# [DOCUMENTO DE ORIGEM]
────────────────

A movimentação favorável aos venenos agrícolas vem ganhando força junto com o crescimento do mercado nacional, que foi de 27% apenas entre 2007 e 2008. Com grande área plantada e baixo controle sobre produtos legais e ilegais, o consumo interno de agrotóxicos está no topo do ranking mundial, ultrapassando o dos Estados Unidos.

O faturamento líquido do mercado brasileiro de agrotóxicos chegou a US$ 7,1 bilhões no ano passado, ou mais de 14 bilhões de reais. No período, foram usadas 674 mil toneladas, mais da metade em herbicidas. Atreladas ao tamanho da área plantada (veja quadro), as maiores aplicações se deram nas culturas de soja, milho, cana-de-açúcar, algodão e cítricos. No Brasil estão liberados para uso na agricultura 1.412 agrotóxicos, elaborados com quase 500 substâncias. Os agroquímicos são apontados como necessários para manter a produção em lavouras convencionais e transgênicas. “Sem esses produtos, cada vez mais terra seria necessária para manter os níveis de produção”, avaliou João Carlos Carvalho, do Ipea.

────────────────

# [DADOS DE ENTRADA]
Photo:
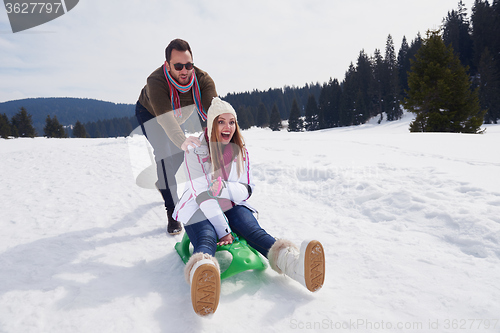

────────────────

# [TAREFA]
Transcreva por inteiro, sem nenhuma alteração, o texto sobre o mercado brasileiro de agrotóxicos.

# [RESPOSTA ABAIXO]
A movimentação favorável aos venenos agrícolas vem ganhando força junto com o crescimento do mercado nacional, que foi de 27% apenas entre 2007 e 2008. Com grande área plantada e baixo controle sobre produtos legais e ilegais, o consumo interno de agrotóxicos está no topo do ranking mundial, ultrapassando o dos Estados Unidos.

O faturamento líquido do mercado brasileiro de agrotóxicos chegou a US$ 7,1 bilhões no ano passado, ou mais de 14 bilhões de reais. No período, foram usadas 674 mil toneladas, mais da metade em herbicidas. Atreladas ao tamanho da área plantada (veja quadro), as maiores aplicações se deram nas culturas de soja, milho, cana-de-açúcar, algodão e cítricos. No Brasil estão liberados para uso na agricultura 1.412 agrotóxicos, elaborados com quase 500 substâncias. Os agroquímicos são apontados como necessários para manter a produção em lavouras convencionais e transgênicas. “Sem esses produtos, cada vez mais terra seria necessária para manter os níveis de produção”, avaliou João Carlos Carvalho, do Ipea.